▶ EXERCISE DETAILS
Extract each line below that contains the word "blonde". Letter case matters.

▶ EXTRACTED DATA
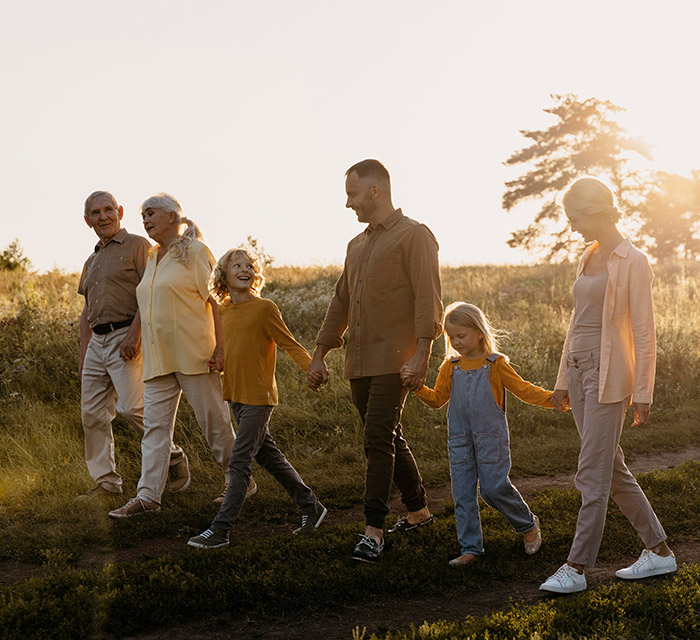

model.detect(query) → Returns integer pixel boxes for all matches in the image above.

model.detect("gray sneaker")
[187,529,228,549]
[292,502,328,533]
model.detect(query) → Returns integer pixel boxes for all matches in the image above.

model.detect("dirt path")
[116,542,700,640]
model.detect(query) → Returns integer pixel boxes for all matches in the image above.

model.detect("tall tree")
[503,93,651,260]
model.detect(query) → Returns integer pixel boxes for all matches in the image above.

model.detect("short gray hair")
[139,192,204,264]
[83,191,119,218]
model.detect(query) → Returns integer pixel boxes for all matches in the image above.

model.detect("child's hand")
[207,345,224,372]
[550,389,571,413]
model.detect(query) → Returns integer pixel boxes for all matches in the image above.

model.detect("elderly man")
[307,160,442,562]
[78,191,190,498]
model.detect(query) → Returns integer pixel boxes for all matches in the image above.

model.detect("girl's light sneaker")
[540,563,588,593]
[615,549,678,580]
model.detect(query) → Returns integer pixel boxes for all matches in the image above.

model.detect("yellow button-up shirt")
[136,240,216,380]
[555,238,656,404]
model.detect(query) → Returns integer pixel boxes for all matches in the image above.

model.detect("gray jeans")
[211,402,318,532]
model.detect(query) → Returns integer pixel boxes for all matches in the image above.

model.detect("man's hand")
[632,402,651,427]
[551,389,571,412]
[399,338,431,391]
[306,345,330,391]
[119,324,141,362]
[207,344,224,372]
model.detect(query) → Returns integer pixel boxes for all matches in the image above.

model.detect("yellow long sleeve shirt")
[414,355,552,409]
[219,298,311,405]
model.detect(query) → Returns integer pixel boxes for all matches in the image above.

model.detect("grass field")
[0,263,700,637]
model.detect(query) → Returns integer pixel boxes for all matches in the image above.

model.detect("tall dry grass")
[0,263,700,557]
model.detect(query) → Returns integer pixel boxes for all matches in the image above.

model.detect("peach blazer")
[554,238,656,404]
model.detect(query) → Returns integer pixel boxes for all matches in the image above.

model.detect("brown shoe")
[108,496,160,518]
[214,476,258,504]
[75,484,122,500]
[165,453,192,493]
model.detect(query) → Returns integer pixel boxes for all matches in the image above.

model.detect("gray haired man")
[78,191,190,498]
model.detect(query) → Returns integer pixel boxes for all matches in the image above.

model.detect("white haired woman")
[109,193,241,518]
[540,178,676,593]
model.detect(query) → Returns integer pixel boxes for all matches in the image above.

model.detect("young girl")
[187,249,327,549]
[414,302,552,567]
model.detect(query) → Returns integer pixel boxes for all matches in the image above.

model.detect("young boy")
[187,249,328,549]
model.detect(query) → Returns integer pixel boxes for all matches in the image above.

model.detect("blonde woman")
[540,178,676,593]
[109,193,234,518]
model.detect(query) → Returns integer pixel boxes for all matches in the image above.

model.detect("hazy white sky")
[0,0,700,271]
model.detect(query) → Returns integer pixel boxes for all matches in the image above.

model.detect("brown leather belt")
[92,318,134,336]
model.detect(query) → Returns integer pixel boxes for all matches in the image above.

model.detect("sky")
[0,0,700,272]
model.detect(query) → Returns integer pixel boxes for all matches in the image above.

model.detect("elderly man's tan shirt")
[78,229,151,328]
[316,209,443,378]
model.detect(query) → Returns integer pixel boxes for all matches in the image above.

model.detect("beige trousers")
[80,327,182,491]
[137,372,235,503]
[566,351,666,567]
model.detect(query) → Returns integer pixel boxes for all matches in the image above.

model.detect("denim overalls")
[447,353,535,555]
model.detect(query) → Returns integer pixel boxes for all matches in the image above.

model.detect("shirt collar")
[579,238,633,273]
[95,227,129,252]
[366,209,404,231]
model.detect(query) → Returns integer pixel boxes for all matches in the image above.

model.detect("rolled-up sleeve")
[316,258,350,349]
[408,225,443,340]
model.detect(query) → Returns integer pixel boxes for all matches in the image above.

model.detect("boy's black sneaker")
[187,529,228,549]
[352,534,384,562]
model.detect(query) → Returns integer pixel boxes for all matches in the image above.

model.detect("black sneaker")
[187,529,228,549]
[352,534,384,562]
[387,514,435,533]
[292,502,328,533]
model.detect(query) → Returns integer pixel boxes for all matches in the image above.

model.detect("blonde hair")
[209,248,265,303]
[442,301,499,359]
[139,192,204,265]
[562,178,620,223]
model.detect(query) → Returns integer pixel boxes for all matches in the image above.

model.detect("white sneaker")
[615,549,678,580]
[540,563,588,593]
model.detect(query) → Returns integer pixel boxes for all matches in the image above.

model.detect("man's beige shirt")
[136,240,216,380]
[316,209,443,378]
[78,229,151,327]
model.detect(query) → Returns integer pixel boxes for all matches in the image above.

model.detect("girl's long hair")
[442,301,500,359]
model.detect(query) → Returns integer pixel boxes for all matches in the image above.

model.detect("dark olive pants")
[350,373,426,529]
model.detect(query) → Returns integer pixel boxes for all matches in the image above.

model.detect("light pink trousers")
[566,351,666,567]
[136,372,235,504]
[80,327,182,491]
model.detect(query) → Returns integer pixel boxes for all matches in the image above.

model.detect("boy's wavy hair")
[442,301,501,359]
[209,247,265,303]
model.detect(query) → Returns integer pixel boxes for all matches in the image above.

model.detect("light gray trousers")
[566,350,666,567]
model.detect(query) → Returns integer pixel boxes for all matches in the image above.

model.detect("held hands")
[306,353,330,391]
[632,402,651,427]
[550,389,571,412]
[399,353,428,391]
[207,344,224,372]
[118,331,141,368]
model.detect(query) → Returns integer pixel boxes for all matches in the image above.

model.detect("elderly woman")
[540,178,676,593]
[109,193,235,518]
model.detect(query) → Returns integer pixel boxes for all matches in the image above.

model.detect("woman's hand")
[632,402,651,427]
[207,344,224,372]
[551,389,571,412]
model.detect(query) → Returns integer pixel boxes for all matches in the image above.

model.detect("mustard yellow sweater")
[219,298,311,405]
[414,356,552,409]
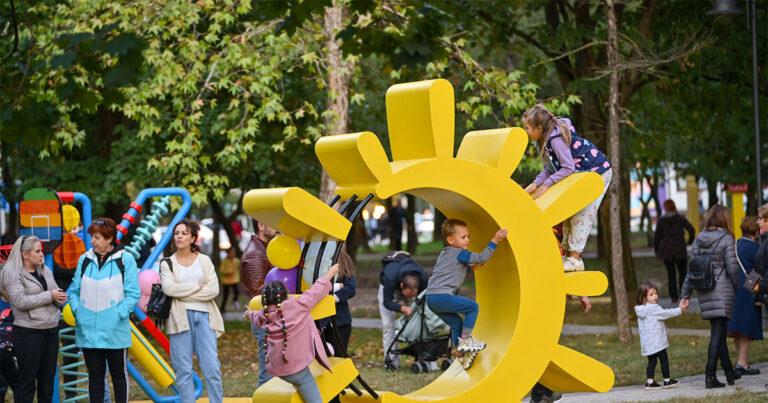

▶ ANSWER TO THIS TASK
model.detect("blonde woman")
model.detect("blonde hair")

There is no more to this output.